Exercise instructions ::
Exactness is required throughout. Return every record once more.

Data items:
----
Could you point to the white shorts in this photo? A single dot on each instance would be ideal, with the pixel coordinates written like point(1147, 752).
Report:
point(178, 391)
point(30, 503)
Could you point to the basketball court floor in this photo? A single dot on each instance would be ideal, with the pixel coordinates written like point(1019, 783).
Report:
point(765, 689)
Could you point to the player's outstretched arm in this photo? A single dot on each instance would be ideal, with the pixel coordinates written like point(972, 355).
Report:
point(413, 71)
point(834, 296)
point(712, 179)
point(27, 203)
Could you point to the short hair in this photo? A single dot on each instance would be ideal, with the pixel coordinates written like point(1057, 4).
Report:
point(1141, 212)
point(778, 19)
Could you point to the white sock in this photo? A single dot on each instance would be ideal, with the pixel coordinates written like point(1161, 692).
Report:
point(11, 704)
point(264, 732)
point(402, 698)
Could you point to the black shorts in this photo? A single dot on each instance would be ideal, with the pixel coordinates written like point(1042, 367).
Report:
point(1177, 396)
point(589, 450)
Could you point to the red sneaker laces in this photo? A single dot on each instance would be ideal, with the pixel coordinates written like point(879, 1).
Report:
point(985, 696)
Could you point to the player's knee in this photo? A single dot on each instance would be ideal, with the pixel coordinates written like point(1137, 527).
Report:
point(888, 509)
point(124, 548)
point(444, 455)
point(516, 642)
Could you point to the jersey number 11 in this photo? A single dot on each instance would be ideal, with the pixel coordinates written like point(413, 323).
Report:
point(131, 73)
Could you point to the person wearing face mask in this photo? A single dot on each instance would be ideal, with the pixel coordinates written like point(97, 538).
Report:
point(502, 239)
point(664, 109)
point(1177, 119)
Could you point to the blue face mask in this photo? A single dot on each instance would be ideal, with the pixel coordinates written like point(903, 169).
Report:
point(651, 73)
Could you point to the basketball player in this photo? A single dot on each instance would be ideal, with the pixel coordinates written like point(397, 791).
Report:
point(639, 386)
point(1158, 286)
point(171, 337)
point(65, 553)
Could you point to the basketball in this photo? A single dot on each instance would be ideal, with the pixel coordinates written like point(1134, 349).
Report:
----
Result for this exercise ::
Could you point to the white shorts in this photo? A single dot on each instance would be ideal, with the pixel coordinates written like point(1147, 752).
Report:
point(178, 391)
point(30, 503)
Could you point to the basketball court floor in this photo? A single dot on each instance would be ideal, with the pixel coordinates written like point(1019, 783).
Report:
point(765, 689)
Could you point to the player's outstretched arm in this photo? A single dot on each instance would be ideal, with the pixel coordinates written like point(972, 355).
Report:
point(413, 71)
point(834, 296)
point(712, 179)
point(27, 203)
Could you point to the short hair in this photo? A single dot on each instance would be ideal, with the pixel coordinates written like point(1057, 4).
Report:
point(1141, 212)
point(778, 19)
Could you point to the white sock in this photo? A single dot on each instance would be ideal, with the pixel coordinates written like point(1161, 692).
Report:
point(11, 704)
point(264, 732)
point(402, 698)
Could you point to the black shorts in this photo? A single dot on each instance would be ideal, with the pixel coordinates written like point(1042, 367).
Report:
point(1177, 396)
point(589, 450)
Could you point to the red sneaker laces in this photo? A single dot on each instance would be ideal, with the pixel coordinates written like point(879, 1).
Report:
point(985, 696)
Could you point to the player's knee in this photo? A single dot on each instance would be ideal, with the pixel coordinates written like point(1137, 527).
Report:
point(888, 509)
point(124, 548)
point(444, 455)
point(516, 642)
Could you point to the jersey number 11 in this photo? A single dot on each instance would be ideal, with the pixel coordinates written like point(413, 323).
Report:
point(131, 73)
Could you point to the person wearing face mask in this photo? A single dot on each instance would be ideal, with the pixel coordinates written like point(97, 538).
Report:
point(502, 239)
point(664, 109)
point(1177, 119)
Could you point to the blue face mask in this photo? A single dot on each instance would be ideal, with the pixel coordinates written like point(903, 169).
Report:
point(651, 73)
Could you point to the basketball player in this photo? A single dot on each instance would be ideal, with the pixel coordinates written like point(397, 791).
Report:
point(639, 386)
point(1158, 286)
point(171, 337)
point(65, 553)
Could you point to the basketball in this photo? A single dot on each instance would be ideal, with the pixel coordinates written like point(1134, 349).
Report:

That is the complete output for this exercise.